Convert every line of the data below into a JSON list of strings, one string per line, skipping any blank lines.

-- Start DATASET ROWS --

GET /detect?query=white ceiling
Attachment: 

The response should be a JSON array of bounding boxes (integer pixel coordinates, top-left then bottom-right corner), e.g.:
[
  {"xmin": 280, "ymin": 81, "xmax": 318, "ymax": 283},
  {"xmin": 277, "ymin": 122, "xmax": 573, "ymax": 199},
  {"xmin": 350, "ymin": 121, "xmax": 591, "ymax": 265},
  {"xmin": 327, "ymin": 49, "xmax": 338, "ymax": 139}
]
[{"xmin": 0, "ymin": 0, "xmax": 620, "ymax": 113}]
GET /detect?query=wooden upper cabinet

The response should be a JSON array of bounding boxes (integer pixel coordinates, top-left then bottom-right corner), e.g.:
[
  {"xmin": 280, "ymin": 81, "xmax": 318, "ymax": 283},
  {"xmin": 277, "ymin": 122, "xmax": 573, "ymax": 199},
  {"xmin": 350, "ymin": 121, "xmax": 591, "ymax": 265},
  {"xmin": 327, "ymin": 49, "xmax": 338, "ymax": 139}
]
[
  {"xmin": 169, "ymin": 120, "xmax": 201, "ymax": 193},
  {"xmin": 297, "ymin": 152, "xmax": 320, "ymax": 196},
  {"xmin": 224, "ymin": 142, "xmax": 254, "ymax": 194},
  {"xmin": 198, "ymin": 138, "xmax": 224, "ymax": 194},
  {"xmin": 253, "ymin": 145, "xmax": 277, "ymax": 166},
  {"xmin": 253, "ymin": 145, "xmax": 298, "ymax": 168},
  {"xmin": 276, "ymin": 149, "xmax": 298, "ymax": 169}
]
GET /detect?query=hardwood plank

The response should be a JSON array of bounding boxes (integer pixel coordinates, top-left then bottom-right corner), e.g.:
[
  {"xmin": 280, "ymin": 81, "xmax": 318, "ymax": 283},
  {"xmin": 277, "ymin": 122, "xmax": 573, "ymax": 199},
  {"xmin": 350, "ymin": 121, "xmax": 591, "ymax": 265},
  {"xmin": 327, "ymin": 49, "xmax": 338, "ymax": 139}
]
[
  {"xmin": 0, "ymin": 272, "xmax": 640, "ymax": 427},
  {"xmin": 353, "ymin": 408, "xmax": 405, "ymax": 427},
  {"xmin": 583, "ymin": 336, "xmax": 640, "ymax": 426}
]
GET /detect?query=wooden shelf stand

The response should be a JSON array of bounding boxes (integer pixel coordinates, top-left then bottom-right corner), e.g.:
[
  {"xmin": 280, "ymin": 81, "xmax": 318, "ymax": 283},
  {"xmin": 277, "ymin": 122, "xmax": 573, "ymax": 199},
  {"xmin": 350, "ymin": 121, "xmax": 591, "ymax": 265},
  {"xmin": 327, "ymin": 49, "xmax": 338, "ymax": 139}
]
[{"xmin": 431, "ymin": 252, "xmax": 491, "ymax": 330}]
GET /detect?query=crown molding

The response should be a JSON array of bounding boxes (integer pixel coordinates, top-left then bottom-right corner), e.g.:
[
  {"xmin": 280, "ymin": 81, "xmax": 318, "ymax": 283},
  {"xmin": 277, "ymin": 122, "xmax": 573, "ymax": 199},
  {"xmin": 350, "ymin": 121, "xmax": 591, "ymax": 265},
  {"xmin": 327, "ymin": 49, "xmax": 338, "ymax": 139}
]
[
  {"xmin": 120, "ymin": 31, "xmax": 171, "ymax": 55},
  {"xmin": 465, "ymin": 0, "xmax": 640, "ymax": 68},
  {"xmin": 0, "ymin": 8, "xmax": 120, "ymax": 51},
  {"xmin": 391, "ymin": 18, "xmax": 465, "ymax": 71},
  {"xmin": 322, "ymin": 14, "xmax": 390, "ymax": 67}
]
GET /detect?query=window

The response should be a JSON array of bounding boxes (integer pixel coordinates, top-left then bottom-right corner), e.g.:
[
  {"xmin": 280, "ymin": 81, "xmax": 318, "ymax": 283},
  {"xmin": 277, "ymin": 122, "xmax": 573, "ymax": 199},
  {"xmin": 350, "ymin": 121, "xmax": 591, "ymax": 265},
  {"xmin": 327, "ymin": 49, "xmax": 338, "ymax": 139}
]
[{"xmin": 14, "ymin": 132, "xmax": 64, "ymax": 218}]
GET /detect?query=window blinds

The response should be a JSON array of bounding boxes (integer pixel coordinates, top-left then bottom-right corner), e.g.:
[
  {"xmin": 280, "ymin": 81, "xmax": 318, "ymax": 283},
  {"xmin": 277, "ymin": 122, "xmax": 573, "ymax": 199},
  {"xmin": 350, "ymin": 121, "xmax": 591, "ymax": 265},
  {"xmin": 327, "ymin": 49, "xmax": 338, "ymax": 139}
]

-- End DATASET ROWS --

[COMPLETED TASK]
[
  "GET /detect?query=white ceiling",
  "Attachment: ",
  "The response should be a JSON array of bounding boxes (integer pixel coordinates, top-left then bottom-right corner), e.g.:",
  "[",
  "  {\"xmin\": 280, \"ymin\": 81, \"xmax\": 318, \"ymax\": 283},",
  "  {\"xmin\": 277, \"ymin\": 122, \"xmax\": 573, \"ymax\": 199},",
  "  {\"xmin\": 350, \"ymin\": 121, \"xmax\": 591, \"ymax\": 265},",
  "  {\"xmin\": 327, \"ymin\": 49, \"xmax\": 338, \"ymax\": 139}",
  "]",
  "[{\"xmin\": 0, \"ymin\": 0, \"xmax\": 620, \"ymax\": 113}]",
  "GET /detect?query=wooden upper cabinet",
  "The response should be a JSON array of bounding boxes (integer pixel coordinates, top-left then bottom-right corner), e.g.:",
  "[",
  "  {\"xmin\": 280, \"ymin\": 81, \"xmax\": 318, \"ymax\": 283},",
  "  {\"xmin\": 277, \"ymin\": 122, \"xmax\": 573, \"ymax\": 199},",
  "  {\"xmin\": 350, \"ymin\": 121, \"xmax\": 591, \"ymax\": 265},",
  "  {\"xmin\": 327, \"ymin\": 49, \"xmax\": 338, \"ymax\": 139}",
  "]",
  "[",
  "  {\"xmin\": 169, \"ymin\": 120, \"xmax\": 201, \"ymax\": 193},",
  "  {\"xmin\": 297, \"ymin\": 152, \"xmax\": 320, \"ymax\": 196},",
  "  {\"xmin\": 224, \"ymin\": 142, \"xmax\": 254, \"ymax\": 194},",
  "  {\"xmin\": 198, \"ymin\": 138, \"xmax\": 224, \"ymax\": 194},",
  "  {\"xmin\": 253, \"ymin\": 145, \"xmax\": 277, \"ymax\": 166},",
  "  {\"xmin\": 253, \"ymin\": 145, \"xmax\": 298, \"ymax\": 168},",
  "  {\"xmin\": 276, \"ymin\": 149, \"xmax\": 298, \"ymax\": 169}",
  "]",
  "GET /detect?query=hardwood plank",
  "The response should be a JSON array of bounding boxes (integer pixel coordinates, top-left then bottom-right corner), e.g.:",
  "[",
  "  {\"xmin\": 280, \"ymin\": 81, \"xmax\": 318, \"ymax\": 283},",
  "  {\"xmin\": 277, \"ymin\": 122, \"xmax\": 573, \"ymax\": 199},",
  "  {\"xmin\": 350, \"ymin\": 121, \"xmax\": 591, \"ymax\": 265},",
  "  {\"xmin\": 327, \"ymin\": 49, \"xmax\": 338, \"ymax\": 139}",
  "]",
  "[",
  "  {\"xmin\": 0, \"ymin\": 272, \"xmax\": 640, \"ymax\": 427},",
  "  {\"xmin\": 353, \"ymin\": 408, \"xmax\": 405, \"ymax\": 427},",
  "  {\"xmin\": 583, \"ymin\": 336, \"xmax\": 640, \"ymax\": 426}",
  "]",
  "GET /detect?query=wooden shelf stand",
  "The response should be a JSON array of bounding boxes (integer pixel coordinates, top-left then bottom-right corner), e.g.:",
  "[",
  "  {\"xmin\": 280, \"ymin\": 81, \"xmax\": 318, \"ymax\": 283},",
  "  {\"xmin\": 277, \"ymin\": 122, \"xmax\": 573, \"ymax\": 199},",
  "  {\"xmin\": 350, \"ymin\": 121, \"xmax\": 591, \"ymax\": 265},",
  "  {\"xmin\": 327, \"ymin\": 49, \"xmax\": 338, \"ymax\": 139}",
  "]",
  "[{\"xmin\": 431, \"ymin\": 252, \"xmax\": 491, \"ymax\": 330}]",
  "GET /detect?query=crown molding",
  "The response should be a JSON array of bounding boxes (integer pixel coordinates, top-left then bottom-right corner), e.g.:",
  "[",
  "  {\"xmin\": 280, \"ymin\": 81, \"xmax\": 318, \"ymax\": 283},",
  "  {\"xmin\": 277, \"ymin\": 122, \"xmax\": 573, \"ymax\": 199},",
  "  {\"xmin\": 350, \"ymin\": 121, \"xmax\": 591, \"ymax\": 265},",
  "  {\"xmin\": 327, \"ymin\": 49, \"xmax\": 338, \"ymax\": 139}",
  "]",
  "[",
  "  {\"xmin\": 120, \"ymin\": 31, \"xmax\": 171, \"ymax\": 55},",
  "  {\"xmin\": 465, \"ymin\": 0, \"xmax\": 640, \"ymax\": 68},",
  "  {\"xmin\": 0, \"ymin\": 8, \"xmax\": 120, \"ymax\": 51},",
  "  {\"xmin\": 391, \"ymin\": 18, \"xmax\": 465, \"ymax\": 71},",
  "  {\"xmin\": 322, \"ymin\": 14, \"xmax\": 390, \"ymax\": 67}",
  "]",
  "GET /detect?query=window",
  "The response should be a JSON array of bounding boxes (integer pixel coordinates, top-left then bottom-right corner), e.g.:",
  "[",
  "  {\"xmin\": 280, \"ymin\": 81, \"xmax\": 318, \"ymax\": 283},",
  "  {\"xmin\": 277, \"ymin\": 122, \"xmax\": 573, \"ymax\": 199},",
  "  {\"xmin\": 350, \"ymin\": 121, \"xmax\": 591, \"ymax\": 265},",
  "  {\"xmin\": 327, \"ymin\": 49, \"xmax\": 338, \"ymax\": 139}",
  "]",
  "[{\"xmin\": 14, \"ymin\": 132, \"xmax\": 64, \"ymax\": 218}]",
  "GET /detect?query=window blinds",
  "The response should be a JSON array of bounding boxes (integer pixel coordinates, top-left then bottom-right corner), e.g.:",
  "[",
  "  {\"xmin\": 280, \"ymin\": 81, \"xmax\": 318, \"ymax\": 283},",
  "  {\"xmin\": 277, \"ymin\": 122, \"xmax\": 573, \"ymax\": 199},",
  "  {\"xmin\": 350, \"ymin\": 121, \"xmax\": 591, \"ymax\": 265},",
  "  {\"xmin\": 327, \"ymin\": 49, \"xmax\": 338, \"ymax\": 139}",
  "]"
]